--- BEGIN ---

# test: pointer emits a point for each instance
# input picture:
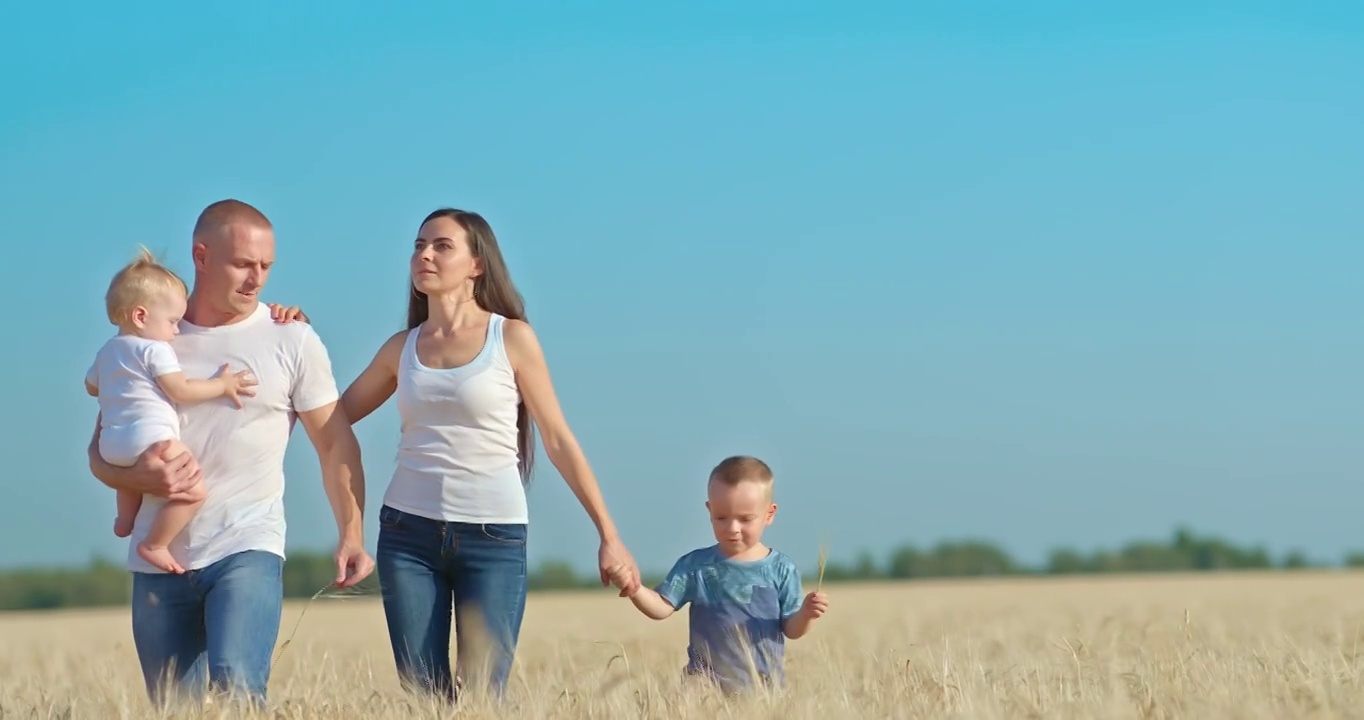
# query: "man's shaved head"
(216, 220)
(233, 251)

--- END ---

Task description ▸
Extract all the data above exactly, excluding every picture.

Task solution ▸
# test: pointer emits a point for each instance
# input picture:
# query: "man's shaved head"
(216, 220)
(233, 251)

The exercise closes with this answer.